"""

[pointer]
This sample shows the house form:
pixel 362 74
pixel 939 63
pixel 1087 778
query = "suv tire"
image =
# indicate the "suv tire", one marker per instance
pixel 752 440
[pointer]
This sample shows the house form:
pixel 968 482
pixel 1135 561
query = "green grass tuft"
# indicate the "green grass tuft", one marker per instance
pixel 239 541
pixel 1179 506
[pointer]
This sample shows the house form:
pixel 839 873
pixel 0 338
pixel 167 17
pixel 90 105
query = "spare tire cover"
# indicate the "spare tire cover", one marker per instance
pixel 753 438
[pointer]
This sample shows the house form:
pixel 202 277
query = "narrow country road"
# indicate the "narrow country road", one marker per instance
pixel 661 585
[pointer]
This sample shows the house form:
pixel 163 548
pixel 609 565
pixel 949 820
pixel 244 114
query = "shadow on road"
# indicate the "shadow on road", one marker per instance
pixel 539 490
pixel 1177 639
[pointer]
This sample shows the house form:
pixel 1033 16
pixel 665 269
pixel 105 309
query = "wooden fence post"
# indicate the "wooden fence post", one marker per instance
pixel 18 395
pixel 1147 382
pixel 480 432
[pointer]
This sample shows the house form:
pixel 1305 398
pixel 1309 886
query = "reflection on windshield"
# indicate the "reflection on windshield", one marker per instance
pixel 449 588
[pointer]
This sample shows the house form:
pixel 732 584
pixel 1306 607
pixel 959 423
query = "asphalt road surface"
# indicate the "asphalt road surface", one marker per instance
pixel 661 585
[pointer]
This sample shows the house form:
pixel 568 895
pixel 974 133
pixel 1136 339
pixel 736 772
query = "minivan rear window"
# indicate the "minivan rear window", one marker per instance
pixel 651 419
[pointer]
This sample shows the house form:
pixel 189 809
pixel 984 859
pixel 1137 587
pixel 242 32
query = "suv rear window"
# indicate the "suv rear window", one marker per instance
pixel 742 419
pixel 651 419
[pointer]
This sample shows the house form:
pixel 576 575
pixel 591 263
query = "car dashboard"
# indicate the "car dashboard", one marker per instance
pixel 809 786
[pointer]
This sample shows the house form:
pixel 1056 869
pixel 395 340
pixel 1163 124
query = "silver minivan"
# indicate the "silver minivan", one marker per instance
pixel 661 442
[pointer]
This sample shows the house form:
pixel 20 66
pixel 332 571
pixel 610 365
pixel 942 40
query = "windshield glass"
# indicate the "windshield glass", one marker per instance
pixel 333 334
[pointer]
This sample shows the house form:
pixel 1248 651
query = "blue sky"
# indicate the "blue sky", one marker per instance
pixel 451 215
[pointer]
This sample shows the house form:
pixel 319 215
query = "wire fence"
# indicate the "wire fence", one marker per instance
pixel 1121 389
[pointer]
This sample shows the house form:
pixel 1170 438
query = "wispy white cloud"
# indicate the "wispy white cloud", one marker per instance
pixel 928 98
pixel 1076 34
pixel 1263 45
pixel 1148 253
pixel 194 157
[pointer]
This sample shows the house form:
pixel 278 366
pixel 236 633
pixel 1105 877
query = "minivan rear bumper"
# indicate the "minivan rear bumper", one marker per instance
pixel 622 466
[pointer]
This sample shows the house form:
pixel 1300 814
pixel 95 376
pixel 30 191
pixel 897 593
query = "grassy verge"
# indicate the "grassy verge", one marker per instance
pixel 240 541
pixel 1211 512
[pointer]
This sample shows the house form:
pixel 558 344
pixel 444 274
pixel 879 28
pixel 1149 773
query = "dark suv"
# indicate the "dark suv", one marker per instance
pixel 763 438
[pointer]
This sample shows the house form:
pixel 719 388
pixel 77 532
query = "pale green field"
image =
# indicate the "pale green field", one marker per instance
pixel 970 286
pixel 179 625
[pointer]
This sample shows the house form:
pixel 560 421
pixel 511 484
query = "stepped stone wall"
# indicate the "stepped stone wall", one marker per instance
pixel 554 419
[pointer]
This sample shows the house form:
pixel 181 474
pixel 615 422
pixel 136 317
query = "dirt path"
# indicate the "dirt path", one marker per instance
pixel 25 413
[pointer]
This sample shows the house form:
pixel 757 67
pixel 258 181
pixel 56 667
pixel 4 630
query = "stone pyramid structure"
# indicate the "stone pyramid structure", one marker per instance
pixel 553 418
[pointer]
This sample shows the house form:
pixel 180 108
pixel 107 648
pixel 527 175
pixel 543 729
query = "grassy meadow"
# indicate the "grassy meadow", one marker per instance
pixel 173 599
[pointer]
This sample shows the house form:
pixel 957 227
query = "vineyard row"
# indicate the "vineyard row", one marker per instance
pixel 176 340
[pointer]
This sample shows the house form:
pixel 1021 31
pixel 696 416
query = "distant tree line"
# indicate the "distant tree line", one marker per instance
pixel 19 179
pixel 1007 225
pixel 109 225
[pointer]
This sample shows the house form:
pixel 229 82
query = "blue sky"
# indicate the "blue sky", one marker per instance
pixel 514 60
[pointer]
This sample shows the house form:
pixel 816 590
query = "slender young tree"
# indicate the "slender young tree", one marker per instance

"""

- [Task directions]: Format the stretch from the start of the records through the line containing "pixel 1177 639" as a numbered list, omitting blank lines.

- [Written response]:
1. [pointer]
2. This sample shows the house form:
3. pixel 362 74
4. pixel 939 63
5. pixel 1087 778
6. query = "suv tire"
7. image =
8. # indicate the "suv tire", one marker per instance
9. pixel 752 440
10. [pointer]
11. This sample shows the house form:
12. pixel 968 482
13. pixel 1135 561
14. query = "green grass tuft"
15. # indicate the "green grass tuft", one marker per instance
16. pixel 239 541
17. pixel 1179 506
18. [pointer]
19. This sample shows the house form:
20. pixel 839 873
21. pixel 0 338
22. pixel 167 17
23. pixel 90 105
24. query = "spare tire cover"
25. # indicate the "spare tire cover", one marker per instance
26. pixel 753 438
27. [pointer]
28. This sample shows the house form:
29. pixel 202 277
30. query = "narrow country road"
31. # indicate the "narrow country road", one marker per instance
32. pixel 661 585
33. [pointer]
34. This sample shows the house form:
35. pixel 163 548
36. pixel 609 565
37. pixel 949 820
38. pixel 244 114
39. query = "shadow on road"
40. # indicate the "shadow on road", one marker per instance
41. pixel 539 490
42. pixel 1177 639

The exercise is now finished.